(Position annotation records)
_ _ _ _ _
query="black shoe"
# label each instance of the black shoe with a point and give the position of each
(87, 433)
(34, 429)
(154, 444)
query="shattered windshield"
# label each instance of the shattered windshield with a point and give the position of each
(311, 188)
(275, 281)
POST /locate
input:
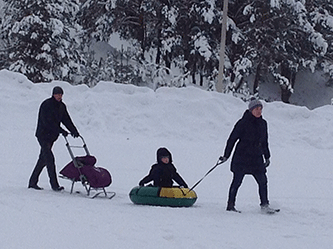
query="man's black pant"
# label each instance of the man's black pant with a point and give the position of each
(260, 178)
(46, 158)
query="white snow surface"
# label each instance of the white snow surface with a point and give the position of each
(123, 126)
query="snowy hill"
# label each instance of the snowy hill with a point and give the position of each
(123, 126)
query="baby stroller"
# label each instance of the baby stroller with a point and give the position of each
(82, 168)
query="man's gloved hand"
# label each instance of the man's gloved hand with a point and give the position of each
(267, 162)
(64, 133)
(75, 134)
(184, 185)
(223, 159)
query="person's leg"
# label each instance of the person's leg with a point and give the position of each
(41, 163)
(262, 181)
(234, 186)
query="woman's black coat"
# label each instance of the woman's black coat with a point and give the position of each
(252, 136)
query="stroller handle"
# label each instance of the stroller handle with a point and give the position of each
(69, 148)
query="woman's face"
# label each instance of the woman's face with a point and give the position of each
(257, 111)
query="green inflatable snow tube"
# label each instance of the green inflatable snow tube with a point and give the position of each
(162, 196)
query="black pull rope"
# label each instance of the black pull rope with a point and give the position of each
(217, 164)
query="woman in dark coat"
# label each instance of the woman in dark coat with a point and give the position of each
(251, 155)
(163, 172)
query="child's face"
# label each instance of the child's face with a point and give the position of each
(165, 159)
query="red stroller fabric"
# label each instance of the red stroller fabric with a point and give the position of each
(97, 177)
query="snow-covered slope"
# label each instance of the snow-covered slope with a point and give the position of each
(123, 126)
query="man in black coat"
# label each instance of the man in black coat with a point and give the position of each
(163, 172)
(52, 112)
(251, 150)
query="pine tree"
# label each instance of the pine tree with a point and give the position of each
(40, 38)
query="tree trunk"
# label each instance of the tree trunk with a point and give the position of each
(257, 78)
(290, 74)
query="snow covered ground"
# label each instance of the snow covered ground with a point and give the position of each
(123, 126)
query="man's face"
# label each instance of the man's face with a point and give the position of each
(165, 159)
(58, 96)
(257, 112)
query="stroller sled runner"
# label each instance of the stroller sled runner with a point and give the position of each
(83, 169)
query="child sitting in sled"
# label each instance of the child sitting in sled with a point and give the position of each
(163, 172)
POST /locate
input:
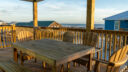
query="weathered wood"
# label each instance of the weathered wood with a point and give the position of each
(25, 36)
(90, 15)
(117, 59)
(55, 53)
(12, 67)
(15, 55)
(90, 61)
(35, 17)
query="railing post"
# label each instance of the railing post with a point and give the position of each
(37, 33)
(14, 33)
(35, 16)
(90, 15)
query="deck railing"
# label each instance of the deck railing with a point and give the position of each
(108, 41)
(6, 36)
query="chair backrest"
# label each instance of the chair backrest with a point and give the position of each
(90, 39)
(68, 37)
(117, 59)
(119, 55)
(24, 36)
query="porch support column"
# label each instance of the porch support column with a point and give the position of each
(35, 14)
(90, 15)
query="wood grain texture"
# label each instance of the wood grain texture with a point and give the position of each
(53, 52)
(12, 67)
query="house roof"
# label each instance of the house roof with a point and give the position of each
(40, 23)
(120, 16)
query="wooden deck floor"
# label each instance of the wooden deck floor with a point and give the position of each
_ _ _ _ _
What is asked:
Print each entry shown above with exact wording and no pictures.

Result for this exercise:
query="black shoe"
# label each instance of the black shoe with a point and give the position of each
(87, 433)
(34, 429)
(154, 444)
query="shattered windshield"
# label each instance of the shattered windshield with a point and give the position of each
(311, 188)
(275, 281)
POST /locate
input:
query="man's black pant"
# label each instance of the man's black pant with a point and give the position of each
(260, 178)
(46, 158)
query="white snow surface"
# label each instance of the white snow surface with a point and give the position of each
(123, 126)
query="snowy hill"
# label each instance of the snowy hill with a point and give the position of each
(123, 126)
query="baby stroller"
# label each instance of the baby stroller with a point and give the position of each
(82, 168)
query="man's gloved hand"
# label each instance of the man's gloved hand with a point and give the position of each
(267, 162)
(64, 133)
(75, 134)
(184, 185)
(223, 159)
query="person's leg"
# label each instance of the person's leg with a point and give the position of each
(41, 163)
(262, 181)
(234, 186)
query="woman's black coat"
# label each instance of the woman's black coat with a point and give the position of each
(252, 136)
query="stroller handle"
# label each instance of the stroller handle with a point and give the position of each
(69, 148)
query="woman's face"
# label each instance of the woman's face with a point and give the position of each
(257, 111)
query="green inflatable snow tube"
# label each instance of the green inflatable snow tube with a point and give the position of each
(162, 196)
query="black pull rope"
# label each instance of the black pull rope with a point and give the position of each
(217, 164)
query="woman in dark coat"
# label each instance of the woman in dark coat with a point and give the position of each
(251, 155)
(163, 172)
query="child's face"
# label each instance of the child's face with a point and give the position of each
(165, 159)
query="red stroller fabric"
# label each instance of the red stroller fabric with a point and give the position of each
(97, 177)
query="snow-covered slope"
# label each instance of the snow-covered slope with a point and give the position of each
(123, 126)
query="man in black coat"
# label each instance of the man in black coat with a point and give the position of each
(163, 172)
(52, 112)
(251, 150)
query="pine tree"
# label each instance of the pine tree with a point and give the position of each
(40, 38)
query="tree trunk"
# label each instance of the tree trunk with a point and give the position of each
(257, 78)
(290, 74)
query="snow covered ground"
# label each instance of the snow covered ground with a point and give the position of each
(123, 126)
query="man's face"
# label each instance of the man's face with a point and give the position of each
(165, 159)
(58, 96)
(257, 112)
query="stroller sled runner"
# label each instance of the stroller sled runner with a point and give the position of each
(83, 169)
query="child sitting in sled"
# label each instance of the child sitting in sled with a point and give the position of each
(163, 172)
POST /locate
input:
query="weathered wood"
# label each instance of the weathered wood with a point and give the position of each
(25, 36)
(90, 15)
(117, 59)
(55, 53)
(12, 67)
(15, 55)
(90, 61)
(35, 17)
query="railing post"
# label each instance of the railing post with a point and give the position of each
(37, 33)
(14, 33)
(35, 16)
(90, 15)
query="deck railing"
# label each instance of the deck railing with a point and give the position of each
(108, 41)
(6, 36)
query="chair backrest"
# label each instance of the chair backrest with a point and give the position of each
(90, 39)
(68, 37)
(117, 59)
(119, 55)
(24, 36)
query="porch support column"
# label each instance of the porch support column with a point and give the position of each
(35, 14)
(90, 15)
query="wood grain texture"
# label each instance of the wood grain texture with a point and give the position of each
(53, 52)
(12, 67)
query="house roof"
# label each instance of the house roof with a point and give the position of each
(40, 23)
(120, 16)
query="wooden deck floor"
# label each instance of the wooden deck floor with a point and give the position of each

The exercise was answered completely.